Extrait choisi:
◇ ◇ ◇ ◇

Nous parvenons ensuite aux Golden Stairs, section extrêmement raide du sentier.

Les chercheurs d'or ont surtout franchi le col pendant l'hiver. Des marches avaient fini par être sculptées dans la neige par tous ces hommes (et quelques femmes courageuses) qui se suivaient à la queue leu leu.

Photo: Marie Tison, La Presse

Les bâtiments plus récents, comme ce bloc-appartements, sont construits dans le style du début des années 1900.

Nous devons faire notre chemin entre de gros rochers, parfois instables, agrippant une arête ici, se hissant là, avec notre gros sac à dos qui nous déséquilibre parfois.

Les dernières dizaines de mètres se font sur de la neige durcie et nous atteignons enfin le col Chilkoot, frontière entre les États-Unis et le Canada. En 1898, c'était la cohue: des centaines d'hommes qui se croisaient, des montagnes de matériel, la police montée qui récoltait des droits de douanes.

Il n'y a plus rien de tout ça, sinon quelques vestiges qui pointent à travers la neige et un petit refuge. Mais nous pensons à eux, aux chercheurs d'or qui devaient revenir sur leurs pas pour aller chercher une autre charge, puis une autre.

Nous continuons dans la zone alpine, dans un paysage de toundra. Entre les plaques de neige, on peut voir des rochers couverts de lichen, des étangs qui dégèlent peu à peu, puis un torrent qui sort du dessous d'un glacier.

Treize kilomètres après avoir quitté Sheep Camp, nous atteignons Happy Camp, nommé ainsi par des chercheurs d'or heureux d'avoir enfin mis le col Chilkoot derrière eux.

Photo: Marie Tison, La Presse

L'église St-Andrew est une des rares bâtiments de l'époque de la ruée vers l'or encore debout le long de la piste Chilkoot.

◇ ◇ ◇ ◇

Questions sur l'extrait:
1. D'après l'extrait, entre quels pays le col Chilkoot marque-t-il la frontière ?
2. Énumérez tout ce que l'extrait dit que l'on peut voir entre les plaques de neige dans la zone alpine.
3. Recopiez fidèlement le passage de l'extrait qui va de « Les bâtiments plus » à « nous déséquilibre parfois. ».

Section des données:
◇ ◇ ◇ ◇

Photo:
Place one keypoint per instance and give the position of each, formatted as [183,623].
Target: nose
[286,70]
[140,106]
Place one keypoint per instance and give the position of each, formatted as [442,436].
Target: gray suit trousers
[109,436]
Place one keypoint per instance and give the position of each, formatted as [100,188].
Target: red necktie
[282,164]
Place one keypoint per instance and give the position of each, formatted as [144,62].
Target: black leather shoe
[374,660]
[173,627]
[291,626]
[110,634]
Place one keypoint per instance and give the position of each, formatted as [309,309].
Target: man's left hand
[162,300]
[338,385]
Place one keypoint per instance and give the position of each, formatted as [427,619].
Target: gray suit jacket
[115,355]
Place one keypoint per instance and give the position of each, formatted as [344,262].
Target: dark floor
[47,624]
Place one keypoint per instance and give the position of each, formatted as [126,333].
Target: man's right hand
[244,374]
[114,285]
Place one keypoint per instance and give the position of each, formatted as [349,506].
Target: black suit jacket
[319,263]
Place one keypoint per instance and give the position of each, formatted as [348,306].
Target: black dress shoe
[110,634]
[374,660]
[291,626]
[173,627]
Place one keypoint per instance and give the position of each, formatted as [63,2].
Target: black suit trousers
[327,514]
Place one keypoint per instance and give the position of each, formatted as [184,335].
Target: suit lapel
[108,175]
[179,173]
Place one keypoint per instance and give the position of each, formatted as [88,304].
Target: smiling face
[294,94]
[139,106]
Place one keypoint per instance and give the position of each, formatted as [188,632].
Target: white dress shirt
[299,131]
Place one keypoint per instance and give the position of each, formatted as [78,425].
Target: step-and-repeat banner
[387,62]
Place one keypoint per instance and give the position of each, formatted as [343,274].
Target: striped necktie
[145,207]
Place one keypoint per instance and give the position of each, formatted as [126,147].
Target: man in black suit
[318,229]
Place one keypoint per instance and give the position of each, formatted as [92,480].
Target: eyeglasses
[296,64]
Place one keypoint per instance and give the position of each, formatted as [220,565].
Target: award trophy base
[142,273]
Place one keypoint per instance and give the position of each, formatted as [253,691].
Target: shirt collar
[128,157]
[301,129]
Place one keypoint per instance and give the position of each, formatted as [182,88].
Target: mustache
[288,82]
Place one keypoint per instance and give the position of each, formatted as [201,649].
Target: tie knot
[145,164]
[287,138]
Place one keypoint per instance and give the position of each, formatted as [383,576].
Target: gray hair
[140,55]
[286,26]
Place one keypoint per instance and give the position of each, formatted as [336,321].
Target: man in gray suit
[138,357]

◇ ◇ ◇ ◇

Solutions proposées:
1. Le col Chilkoot marque la frontière entre les États-Unis et le Canada.

2.
- des rochers couverts de lichen
- des étangs qui dégèlent peu à peu
- un torrent qui sort du dessous d'un glacier

3.
Les bâtiments plus récents, comme ce bloc-appartements, sont construits dans le style du début des années 1900.

Nous devons faire notre chemin entre de gros rochers, parfois instables, agrippant une arête ici, se hissant là, avec notre gros sac à dos qui nous déséquilibre parfois.